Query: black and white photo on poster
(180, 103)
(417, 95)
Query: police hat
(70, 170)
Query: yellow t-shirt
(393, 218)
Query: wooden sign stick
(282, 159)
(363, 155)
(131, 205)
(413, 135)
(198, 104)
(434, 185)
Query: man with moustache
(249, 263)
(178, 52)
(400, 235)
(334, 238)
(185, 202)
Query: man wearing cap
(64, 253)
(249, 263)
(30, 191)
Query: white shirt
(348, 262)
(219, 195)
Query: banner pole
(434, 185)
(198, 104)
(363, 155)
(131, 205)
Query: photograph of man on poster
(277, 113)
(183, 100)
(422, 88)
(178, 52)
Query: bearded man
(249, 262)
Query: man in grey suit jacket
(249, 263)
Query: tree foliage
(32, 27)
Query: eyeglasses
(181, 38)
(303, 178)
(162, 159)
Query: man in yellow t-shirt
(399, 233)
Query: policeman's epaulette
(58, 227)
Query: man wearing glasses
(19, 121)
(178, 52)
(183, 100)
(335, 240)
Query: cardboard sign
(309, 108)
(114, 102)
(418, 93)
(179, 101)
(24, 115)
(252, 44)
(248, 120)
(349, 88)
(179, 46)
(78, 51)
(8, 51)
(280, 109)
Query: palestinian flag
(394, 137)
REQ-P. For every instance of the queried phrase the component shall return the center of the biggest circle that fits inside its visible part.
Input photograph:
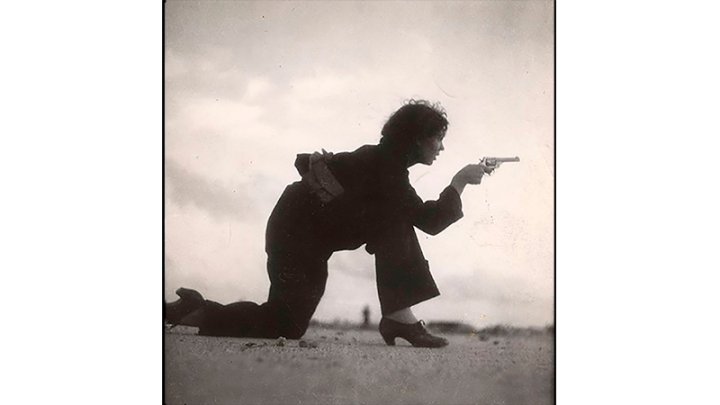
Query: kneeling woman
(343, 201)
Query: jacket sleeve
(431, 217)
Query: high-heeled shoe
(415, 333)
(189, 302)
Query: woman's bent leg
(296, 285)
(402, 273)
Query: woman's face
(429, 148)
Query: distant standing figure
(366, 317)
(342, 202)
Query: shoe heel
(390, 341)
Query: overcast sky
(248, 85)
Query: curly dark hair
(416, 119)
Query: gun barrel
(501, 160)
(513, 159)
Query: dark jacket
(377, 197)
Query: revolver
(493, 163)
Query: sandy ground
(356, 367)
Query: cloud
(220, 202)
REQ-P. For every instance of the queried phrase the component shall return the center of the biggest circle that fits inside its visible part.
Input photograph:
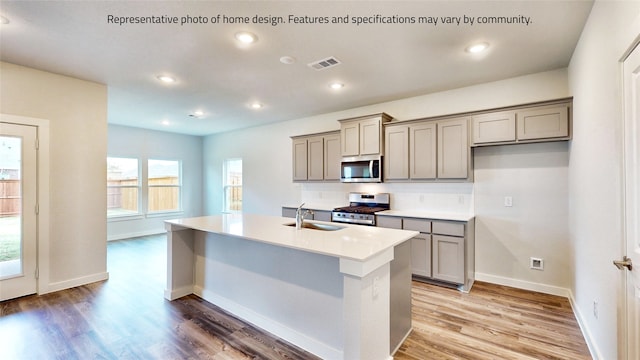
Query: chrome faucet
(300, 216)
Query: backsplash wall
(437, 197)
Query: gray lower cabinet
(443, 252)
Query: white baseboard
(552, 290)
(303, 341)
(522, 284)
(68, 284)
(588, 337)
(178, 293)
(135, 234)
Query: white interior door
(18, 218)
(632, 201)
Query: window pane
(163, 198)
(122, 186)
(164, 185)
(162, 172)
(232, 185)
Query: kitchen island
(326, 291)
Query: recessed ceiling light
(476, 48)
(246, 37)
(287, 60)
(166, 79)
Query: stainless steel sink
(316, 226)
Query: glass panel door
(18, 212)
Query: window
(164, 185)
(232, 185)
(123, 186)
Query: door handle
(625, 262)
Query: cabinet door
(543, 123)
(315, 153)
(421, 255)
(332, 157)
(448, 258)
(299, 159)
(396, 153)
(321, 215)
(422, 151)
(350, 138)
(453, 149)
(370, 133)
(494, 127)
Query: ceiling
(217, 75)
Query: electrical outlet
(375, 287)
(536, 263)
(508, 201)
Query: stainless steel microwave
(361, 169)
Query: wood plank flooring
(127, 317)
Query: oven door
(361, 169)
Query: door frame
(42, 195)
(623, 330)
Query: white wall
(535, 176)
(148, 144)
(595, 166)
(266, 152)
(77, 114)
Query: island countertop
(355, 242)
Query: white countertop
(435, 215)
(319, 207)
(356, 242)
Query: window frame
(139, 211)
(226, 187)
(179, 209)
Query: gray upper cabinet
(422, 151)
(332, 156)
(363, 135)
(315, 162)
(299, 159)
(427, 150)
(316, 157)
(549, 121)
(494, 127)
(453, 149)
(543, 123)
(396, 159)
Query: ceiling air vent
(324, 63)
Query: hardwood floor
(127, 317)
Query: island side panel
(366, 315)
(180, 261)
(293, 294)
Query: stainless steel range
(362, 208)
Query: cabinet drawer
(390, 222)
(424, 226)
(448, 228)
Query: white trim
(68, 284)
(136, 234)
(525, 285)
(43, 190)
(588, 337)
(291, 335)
^^^^
Print the full listing again exactly, and drop every image from it.

**Task response**
Query: black and white photo on poster
(180, 103)
(417, 95)
Query: police hat
(70, 170)
Query: yellow t-shirt
(393, 218)
Query: wooden sign stick
(282, 159)
(363, 155)
(131, 205)
(413, 135)
(198, 104)
(434, 185)
Query: man with moustache
(249, 263)
(178, 52)
(400, 235)
(334, 238)
(185, 202)
Query: man wearing cap
(64, 253)
(249, 263)
(30, 191)
Query: white shirt
(348, 262)
(219, 195)
Query: banner pole
(434, 185)
(198, 104)
(363, 155)
(131, 205)
Query: photograph of man on poster
(277, 113)
(183, 100)
(422, 88)
(178, 52)
Query: bearded man
(249, 262)
Query: man in grey suit jacket
(249, 263)
Query: tree foliage
(32, 27)
Query: eyeglasses
(181, 38)
(303, 178)
(162, 159)
Query: man in yellow t-shirt
(399, 233)
Query: policeman's epaulette
(58, 227)
Query: man wearing glasses
(19, 121)
(178, 52)
(183, 100)
(335, 240)
Query: cardboard sign
(309, 108)
(114, 102)
(418, 93)
(179, 101)
(24, 115)
(252, 44)
(248, 120)
(349, 88)
(179, 46)
(78, 51)
(8, 51)
(280, 109)
Query: palestinian flag
(394, 137)
REQ-P. For every instance of the queried phrase the component shall return the center of the biggest circle that fits inside its visible part.
Input photograph:
Query: kneeling woman
(343, 201)
Query: jacket sleeve
(431, 217)
Query: high-heeled shoe
(415, 333)
(189, 302)
Query: woman's bent leg
(296, 285)
(402, 273)
Query: woman's face
(429, 148)
Query: distant standing figure
(366, 317)
(342, 202)
Query: shoe heel
(390, 341)
Query: overcast sky
(248, 85)
Query: curly dark hair
(416, 119)
Query: gun barrel
(501, 160)
(513, 159)
Query: dark jacket
(377, 197)
Query: revolver
(493, 163)
Query: sandy ground
(356, 367)
Query: cloud
(220, 202)
REQ-P. For every instance of the queried phrase the component shall return the center of the biggest circle that fits inside its visible part.
Input photograph:
Query: chrome faucet
(300, 216)
Query: backsplash wall
(437, 197)
Query: gray lower cabinet
(443, 252)
Query: white baseboard
(552, 290)
(303, 341)
(522, 284)
(68, 284)
(588, 337)
(178, 293)
(135, 234)
Query: white interior door
(18, 218)
(632, 201)
Query: window pane
(163, 198)
(122, 186)
(164, 185)
(162, 172)
(232, 185)
Query: kitchen island
(326, 291)
Query: recessed ceiling light
(476, 48)
(246, 37)
(287, 60)
(166, 79)
Query: stainless steel sink
(316, 226)
Query: glass panel door
(18, 212)
Query: window
(164, 185)
(232, 185)
(123, 186)
Query: door handle
(625, 262)
Query: cabinet door
(543, 123)
(315, 153)
(421, 255)
(332, 157)
(448, 258)
(299, 159)
(396, 153)
(321, 215)
(422, 151)
(350, 138)
(453, 149)
(370, 133)
(494, 127)
Query: ceiling
(217, 75)
Query: electrical outlet
(375, 287)
(536, 263)
(508, 201)
Query: stainless steel microwave
(361, 169)
Query: wood plank flooring
(127, 317)
Query: oven door
(361, 169)
Query: door frame
(42, 195)
(623, 330)
Query: white wall
(535, 176)
(148, 144)
(595, 166)
(266, 152)
(77, 114)
Query: island countertop
(355, 242)
Query: white countertop
(435, 215)
(319, 207)
(356, 242)
Query: window frame
(139, 211)
(226, 187)
(179, 209)
Query: gray upper cabinet
(422, 151)
(332, 156)
(363, 135)
(315, 162)
(299, 159)
(427, 150)
(316, 157)
(549, 121)
(494, 127)
(453, 149)
(543, 123)
(396, 159)
Query: ceiling air vent
(324, 63)
Query: hardwood floor
(127, 317)
Query: island side panel
(366, 315)
(180, 261)
(293, 294)
Query: stainless steel range
(362, 208)
Query: cabinet drawer
(390, 222)
(424, 226)
(448, 228)
Query: white trim
(68, 284)
(136, 234)
(525, 285)
(43, 190)
(588, 337)
(291, 335)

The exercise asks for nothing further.